7/31/2017

Trump Did Shake That Disabled Kid's Hand But Was a Dick in Every Other Way

You gotta watch yourself these days. When I first saw the footage of Donald Trump seeming to ignore the proffered hand of little Monty Weer, in a wheelchair because he suffers from spina bifida, I was ready to jump. It seemed perfectly in character for Trump to simply not to have wanted to turn his gaze downward to see the 3-year-old reaching up. It seemed exactly like the actions of the germophobic asshole who desires nothing more than to take health insurance away from millions of Americans. It turns out that prior to the piece of video that had gone viral, Trump had not only shaken Monty's hand, he leaned down and talked to him. Actually, it was a kind of sweet moment. Even persimmon-shaded goblins can be kind every once in a while.

And I'm not gonna say that I "had a feeling" the edited video wasn't true or any such shit. I just thought, "Christ, I can't keep up. Let this one go" and held back from tweeting or committing an act of bloggery.

Many people didn't, and they leapt before they looked, including author JK Rowling, who has been inspirationally acerbic in her attacks on Trump. After mass browbeating and outrage and a screaming Piers Morgan banshee attacking her, Rowling has apologized.

_Problem to work on_
Condense the paragraph beginning "You gotta watch yourself these days" in the post about Trump and Monty Weer into a short bulleted list of its main facts.

_Records provided_
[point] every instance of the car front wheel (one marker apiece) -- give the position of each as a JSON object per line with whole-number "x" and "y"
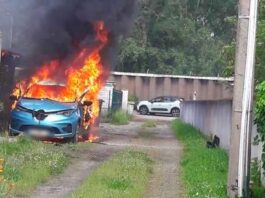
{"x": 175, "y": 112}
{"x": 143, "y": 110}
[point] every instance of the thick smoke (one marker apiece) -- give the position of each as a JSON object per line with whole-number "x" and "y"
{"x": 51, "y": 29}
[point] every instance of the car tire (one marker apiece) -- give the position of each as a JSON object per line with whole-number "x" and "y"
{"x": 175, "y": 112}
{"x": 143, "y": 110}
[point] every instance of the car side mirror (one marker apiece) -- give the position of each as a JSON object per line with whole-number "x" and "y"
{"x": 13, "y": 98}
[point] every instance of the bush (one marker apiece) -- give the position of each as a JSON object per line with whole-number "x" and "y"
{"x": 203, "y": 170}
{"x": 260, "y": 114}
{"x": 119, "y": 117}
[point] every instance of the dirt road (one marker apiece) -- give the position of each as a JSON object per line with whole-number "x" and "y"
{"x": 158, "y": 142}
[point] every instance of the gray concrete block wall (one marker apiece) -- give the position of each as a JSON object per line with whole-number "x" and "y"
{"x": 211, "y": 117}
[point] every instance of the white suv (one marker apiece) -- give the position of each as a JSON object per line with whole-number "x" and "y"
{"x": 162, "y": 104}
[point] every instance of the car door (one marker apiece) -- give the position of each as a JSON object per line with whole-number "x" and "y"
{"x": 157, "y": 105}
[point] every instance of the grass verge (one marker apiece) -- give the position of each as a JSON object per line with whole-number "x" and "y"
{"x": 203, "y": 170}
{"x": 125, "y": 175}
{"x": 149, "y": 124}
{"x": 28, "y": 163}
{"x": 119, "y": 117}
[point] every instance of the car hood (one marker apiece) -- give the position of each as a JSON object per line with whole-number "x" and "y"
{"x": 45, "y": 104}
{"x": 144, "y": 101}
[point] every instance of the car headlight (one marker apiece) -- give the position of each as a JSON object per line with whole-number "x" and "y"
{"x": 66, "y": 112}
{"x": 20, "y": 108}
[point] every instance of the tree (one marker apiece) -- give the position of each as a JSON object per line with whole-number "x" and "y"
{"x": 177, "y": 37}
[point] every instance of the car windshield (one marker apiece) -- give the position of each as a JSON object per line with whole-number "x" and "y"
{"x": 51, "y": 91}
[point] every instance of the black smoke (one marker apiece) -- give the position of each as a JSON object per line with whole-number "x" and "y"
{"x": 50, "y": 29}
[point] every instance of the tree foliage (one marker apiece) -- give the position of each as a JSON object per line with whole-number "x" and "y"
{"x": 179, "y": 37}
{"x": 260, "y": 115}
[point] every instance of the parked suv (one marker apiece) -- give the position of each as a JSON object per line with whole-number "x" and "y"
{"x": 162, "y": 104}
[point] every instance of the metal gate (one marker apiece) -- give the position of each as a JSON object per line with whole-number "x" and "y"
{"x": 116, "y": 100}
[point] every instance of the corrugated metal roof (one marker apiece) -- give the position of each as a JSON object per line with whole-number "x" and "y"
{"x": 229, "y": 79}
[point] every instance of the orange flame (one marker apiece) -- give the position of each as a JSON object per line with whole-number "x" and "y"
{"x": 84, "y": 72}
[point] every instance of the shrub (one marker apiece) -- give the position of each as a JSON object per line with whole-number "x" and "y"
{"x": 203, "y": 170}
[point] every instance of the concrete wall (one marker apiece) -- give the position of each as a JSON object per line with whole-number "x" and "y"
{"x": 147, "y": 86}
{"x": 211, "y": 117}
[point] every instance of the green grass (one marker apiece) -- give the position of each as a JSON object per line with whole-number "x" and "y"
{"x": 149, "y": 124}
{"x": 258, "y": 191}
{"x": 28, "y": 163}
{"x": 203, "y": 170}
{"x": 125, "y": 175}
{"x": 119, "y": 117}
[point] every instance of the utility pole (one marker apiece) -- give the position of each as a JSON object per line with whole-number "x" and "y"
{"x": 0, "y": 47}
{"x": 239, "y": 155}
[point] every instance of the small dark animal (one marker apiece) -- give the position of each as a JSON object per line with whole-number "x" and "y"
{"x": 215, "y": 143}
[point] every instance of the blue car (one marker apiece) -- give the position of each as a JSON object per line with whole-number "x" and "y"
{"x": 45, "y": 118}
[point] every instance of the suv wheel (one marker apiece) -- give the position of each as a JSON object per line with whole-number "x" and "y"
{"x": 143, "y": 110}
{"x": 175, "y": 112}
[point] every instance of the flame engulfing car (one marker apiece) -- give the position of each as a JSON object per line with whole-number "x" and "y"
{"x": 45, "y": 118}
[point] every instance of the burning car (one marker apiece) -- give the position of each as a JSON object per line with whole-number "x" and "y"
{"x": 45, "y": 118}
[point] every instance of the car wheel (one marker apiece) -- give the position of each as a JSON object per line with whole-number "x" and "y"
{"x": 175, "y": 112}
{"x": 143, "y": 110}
---
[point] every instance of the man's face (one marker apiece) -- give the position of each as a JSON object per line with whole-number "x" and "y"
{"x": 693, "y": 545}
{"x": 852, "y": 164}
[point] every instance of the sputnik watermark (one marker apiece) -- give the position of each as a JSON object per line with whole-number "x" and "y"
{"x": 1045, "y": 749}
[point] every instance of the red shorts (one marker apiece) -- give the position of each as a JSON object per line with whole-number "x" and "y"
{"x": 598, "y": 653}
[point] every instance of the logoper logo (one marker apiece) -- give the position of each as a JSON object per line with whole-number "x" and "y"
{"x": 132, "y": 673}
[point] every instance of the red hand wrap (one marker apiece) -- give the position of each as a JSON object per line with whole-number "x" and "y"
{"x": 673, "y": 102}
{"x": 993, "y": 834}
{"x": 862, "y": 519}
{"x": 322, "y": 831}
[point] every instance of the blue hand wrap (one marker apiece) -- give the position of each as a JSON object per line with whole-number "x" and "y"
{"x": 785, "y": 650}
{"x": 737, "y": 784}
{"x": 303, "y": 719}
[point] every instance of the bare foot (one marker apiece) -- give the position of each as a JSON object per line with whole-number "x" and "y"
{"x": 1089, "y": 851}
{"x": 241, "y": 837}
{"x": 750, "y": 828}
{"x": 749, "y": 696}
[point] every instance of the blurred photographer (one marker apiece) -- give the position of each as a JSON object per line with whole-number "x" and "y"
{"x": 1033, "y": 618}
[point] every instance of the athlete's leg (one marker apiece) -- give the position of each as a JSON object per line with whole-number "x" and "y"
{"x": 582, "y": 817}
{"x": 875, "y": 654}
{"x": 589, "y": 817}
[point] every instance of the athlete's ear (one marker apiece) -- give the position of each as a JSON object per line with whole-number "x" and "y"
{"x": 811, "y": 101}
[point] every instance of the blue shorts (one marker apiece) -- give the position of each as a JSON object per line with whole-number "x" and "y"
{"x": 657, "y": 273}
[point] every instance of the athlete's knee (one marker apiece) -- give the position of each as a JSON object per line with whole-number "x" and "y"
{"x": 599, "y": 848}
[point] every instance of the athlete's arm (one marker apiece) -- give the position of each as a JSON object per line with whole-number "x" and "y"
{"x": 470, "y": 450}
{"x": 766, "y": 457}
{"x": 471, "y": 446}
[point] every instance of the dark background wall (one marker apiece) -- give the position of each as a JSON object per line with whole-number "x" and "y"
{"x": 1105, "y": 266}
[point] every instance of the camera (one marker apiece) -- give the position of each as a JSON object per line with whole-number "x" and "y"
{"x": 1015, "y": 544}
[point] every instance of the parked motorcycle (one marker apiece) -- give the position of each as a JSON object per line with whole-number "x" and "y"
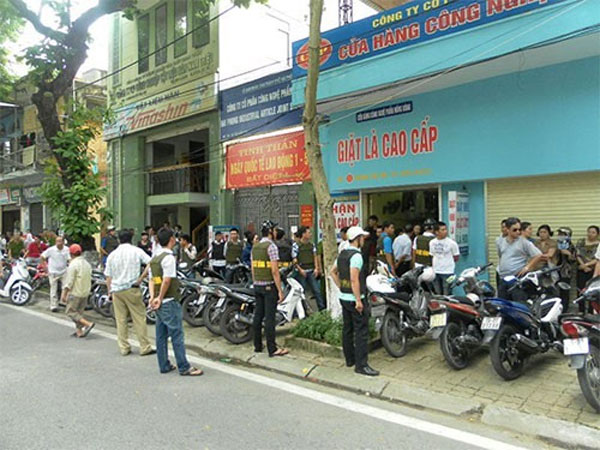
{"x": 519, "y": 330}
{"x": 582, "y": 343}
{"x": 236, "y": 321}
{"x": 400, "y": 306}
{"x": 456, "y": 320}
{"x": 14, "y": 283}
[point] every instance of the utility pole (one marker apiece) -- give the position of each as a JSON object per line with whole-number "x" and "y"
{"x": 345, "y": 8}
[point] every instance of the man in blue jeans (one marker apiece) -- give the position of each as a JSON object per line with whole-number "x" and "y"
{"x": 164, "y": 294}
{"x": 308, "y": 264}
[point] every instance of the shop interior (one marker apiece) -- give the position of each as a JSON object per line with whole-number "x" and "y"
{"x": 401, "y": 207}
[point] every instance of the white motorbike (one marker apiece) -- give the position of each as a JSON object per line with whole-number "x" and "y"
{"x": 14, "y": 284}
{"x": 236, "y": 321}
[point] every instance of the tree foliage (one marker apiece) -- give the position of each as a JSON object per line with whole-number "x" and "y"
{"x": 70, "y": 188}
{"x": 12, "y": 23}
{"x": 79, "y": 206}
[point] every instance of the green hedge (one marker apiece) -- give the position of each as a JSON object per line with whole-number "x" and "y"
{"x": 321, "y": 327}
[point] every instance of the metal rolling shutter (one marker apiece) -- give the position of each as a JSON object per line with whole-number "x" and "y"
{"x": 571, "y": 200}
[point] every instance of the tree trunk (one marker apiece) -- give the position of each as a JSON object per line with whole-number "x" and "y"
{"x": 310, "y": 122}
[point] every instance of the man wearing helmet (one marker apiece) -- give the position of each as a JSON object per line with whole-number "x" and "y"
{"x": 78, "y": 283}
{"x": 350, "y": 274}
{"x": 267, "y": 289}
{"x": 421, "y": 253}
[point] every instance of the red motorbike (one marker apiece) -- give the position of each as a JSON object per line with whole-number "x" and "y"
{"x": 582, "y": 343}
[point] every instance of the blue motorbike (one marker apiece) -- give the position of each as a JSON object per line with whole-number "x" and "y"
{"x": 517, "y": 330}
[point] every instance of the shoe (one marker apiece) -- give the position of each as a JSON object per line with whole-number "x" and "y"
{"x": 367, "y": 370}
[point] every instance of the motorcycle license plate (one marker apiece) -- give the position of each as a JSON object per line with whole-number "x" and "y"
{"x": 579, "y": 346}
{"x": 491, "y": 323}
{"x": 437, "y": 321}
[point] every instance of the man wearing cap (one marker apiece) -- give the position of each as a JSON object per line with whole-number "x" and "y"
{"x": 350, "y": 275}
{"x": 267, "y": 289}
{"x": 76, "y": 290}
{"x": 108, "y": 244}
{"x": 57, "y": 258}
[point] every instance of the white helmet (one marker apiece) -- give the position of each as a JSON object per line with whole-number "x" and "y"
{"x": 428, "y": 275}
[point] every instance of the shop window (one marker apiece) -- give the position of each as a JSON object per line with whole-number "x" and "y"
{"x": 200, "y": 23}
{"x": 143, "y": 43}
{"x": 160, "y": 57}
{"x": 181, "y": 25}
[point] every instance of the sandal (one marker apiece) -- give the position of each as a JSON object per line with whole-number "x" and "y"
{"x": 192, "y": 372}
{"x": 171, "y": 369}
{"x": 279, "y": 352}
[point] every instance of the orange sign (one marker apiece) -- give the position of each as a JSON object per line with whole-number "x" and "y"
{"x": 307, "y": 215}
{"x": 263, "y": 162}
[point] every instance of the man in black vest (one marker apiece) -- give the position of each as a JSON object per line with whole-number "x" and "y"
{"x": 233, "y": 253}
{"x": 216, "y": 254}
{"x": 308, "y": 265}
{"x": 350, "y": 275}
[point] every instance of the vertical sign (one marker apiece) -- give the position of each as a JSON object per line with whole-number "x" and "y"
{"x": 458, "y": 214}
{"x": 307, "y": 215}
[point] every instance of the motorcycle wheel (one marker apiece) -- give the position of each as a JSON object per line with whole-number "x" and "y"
==
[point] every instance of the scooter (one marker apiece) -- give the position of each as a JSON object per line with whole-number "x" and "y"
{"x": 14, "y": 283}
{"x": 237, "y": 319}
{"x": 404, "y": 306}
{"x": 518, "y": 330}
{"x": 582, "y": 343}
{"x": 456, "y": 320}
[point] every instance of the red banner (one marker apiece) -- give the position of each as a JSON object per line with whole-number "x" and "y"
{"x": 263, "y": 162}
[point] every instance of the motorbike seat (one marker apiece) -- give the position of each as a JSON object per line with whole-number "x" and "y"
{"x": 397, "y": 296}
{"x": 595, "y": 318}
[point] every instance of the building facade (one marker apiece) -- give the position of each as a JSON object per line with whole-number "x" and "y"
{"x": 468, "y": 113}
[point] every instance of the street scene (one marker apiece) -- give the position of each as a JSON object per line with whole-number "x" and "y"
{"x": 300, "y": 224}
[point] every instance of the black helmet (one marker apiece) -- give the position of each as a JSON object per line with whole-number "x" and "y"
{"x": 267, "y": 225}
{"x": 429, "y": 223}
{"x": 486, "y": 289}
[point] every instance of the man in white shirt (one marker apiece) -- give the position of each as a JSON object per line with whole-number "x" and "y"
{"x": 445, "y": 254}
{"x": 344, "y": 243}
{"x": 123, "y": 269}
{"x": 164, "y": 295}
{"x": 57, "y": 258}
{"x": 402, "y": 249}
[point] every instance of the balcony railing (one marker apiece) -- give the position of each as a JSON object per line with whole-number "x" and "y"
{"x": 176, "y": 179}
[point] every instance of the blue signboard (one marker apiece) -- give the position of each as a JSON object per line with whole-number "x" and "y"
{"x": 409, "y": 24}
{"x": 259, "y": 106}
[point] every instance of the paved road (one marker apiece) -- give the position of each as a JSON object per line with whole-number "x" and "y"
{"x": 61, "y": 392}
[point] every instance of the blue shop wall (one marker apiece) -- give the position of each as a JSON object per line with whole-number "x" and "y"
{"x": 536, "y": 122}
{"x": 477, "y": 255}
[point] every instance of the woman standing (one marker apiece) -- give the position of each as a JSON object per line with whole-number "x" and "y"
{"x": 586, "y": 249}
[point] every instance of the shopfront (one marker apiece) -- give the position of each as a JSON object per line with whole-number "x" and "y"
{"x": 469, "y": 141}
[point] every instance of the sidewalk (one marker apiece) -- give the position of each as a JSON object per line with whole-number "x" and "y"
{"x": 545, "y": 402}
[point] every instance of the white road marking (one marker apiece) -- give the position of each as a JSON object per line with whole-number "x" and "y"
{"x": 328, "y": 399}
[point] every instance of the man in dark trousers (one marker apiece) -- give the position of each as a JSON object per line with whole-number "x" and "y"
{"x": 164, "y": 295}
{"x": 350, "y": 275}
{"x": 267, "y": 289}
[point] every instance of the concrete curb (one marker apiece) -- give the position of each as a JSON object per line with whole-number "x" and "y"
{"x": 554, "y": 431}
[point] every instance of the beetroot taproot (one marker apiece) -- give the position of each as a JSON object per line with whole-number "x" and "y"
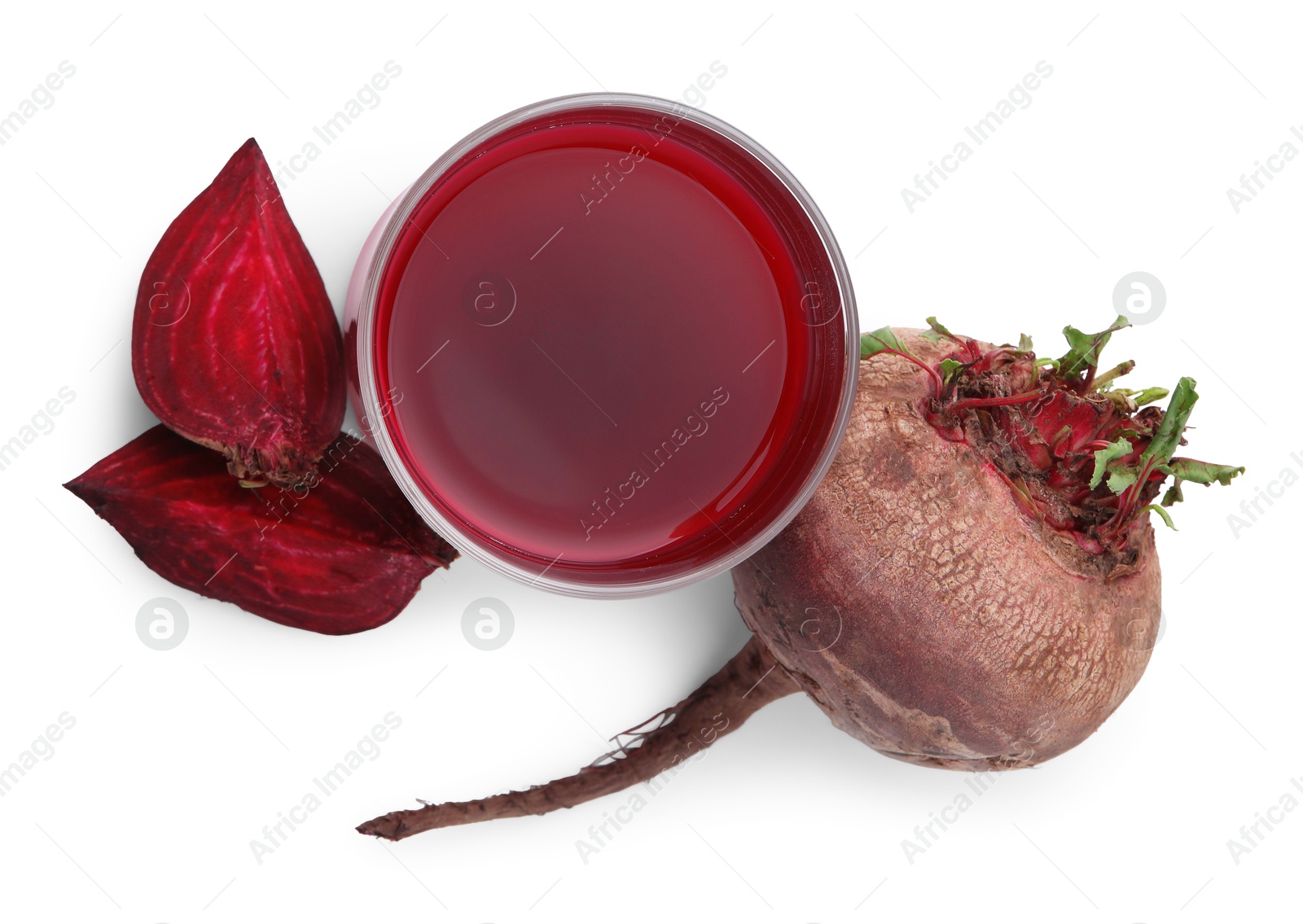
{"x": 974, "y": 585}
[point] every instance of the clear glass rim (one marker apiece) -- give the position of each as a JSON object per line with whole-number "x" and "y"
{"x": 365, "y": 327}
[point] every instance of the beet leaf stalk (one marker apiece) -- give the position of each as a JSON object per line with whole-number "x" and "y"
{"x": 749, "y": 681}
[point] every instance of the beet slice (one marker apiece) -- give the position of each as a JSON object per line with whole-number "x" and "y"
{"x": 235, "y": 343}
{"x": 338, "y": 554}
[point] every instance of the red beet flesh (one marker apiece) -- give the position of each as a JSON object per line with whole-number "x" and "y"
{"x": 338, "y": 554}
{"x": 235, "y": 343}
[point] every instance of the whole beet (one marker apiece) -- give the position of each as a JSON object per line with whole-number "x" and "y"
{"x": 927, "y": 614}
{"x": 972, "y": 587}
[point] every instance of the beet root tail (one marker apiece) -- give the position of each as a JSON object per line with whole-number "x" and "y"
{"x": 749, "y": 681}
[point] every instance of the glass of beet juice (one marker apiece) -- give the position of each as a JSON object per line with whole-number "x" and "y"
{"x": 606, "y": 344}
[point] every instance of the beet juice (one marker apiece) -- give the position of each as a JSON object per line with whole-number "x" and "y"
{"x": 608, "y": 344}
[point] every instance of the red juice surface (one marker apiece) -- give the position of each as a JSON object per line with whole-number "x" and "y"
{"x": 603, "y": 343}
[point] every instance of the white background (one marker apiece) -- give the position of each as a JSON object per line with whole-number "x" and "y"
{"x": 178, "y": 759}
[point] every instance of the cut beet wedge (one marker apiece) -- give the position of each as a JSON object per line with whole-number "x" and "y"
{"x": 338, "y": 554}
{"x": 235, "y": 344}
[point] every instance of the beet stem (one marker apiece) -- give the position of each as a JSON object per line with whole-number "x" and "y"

_Exercise answer_
- The writer first saw footage that seemed to show Donald Trump ignoring the outstretched hand of Monty Weer, a 3-year-old in a wheelchair because of spina bifida, and was ready to react.
- Ignoring the child seemed in character for Trump, whom the writer describes as a germophobe who wants to take health insurance from millions of Americans.
- Before the part of the video that went viral, Trump had shaken Monty's hand, leaned down and talked to him.
- The writer calls it a kind of sweet moment.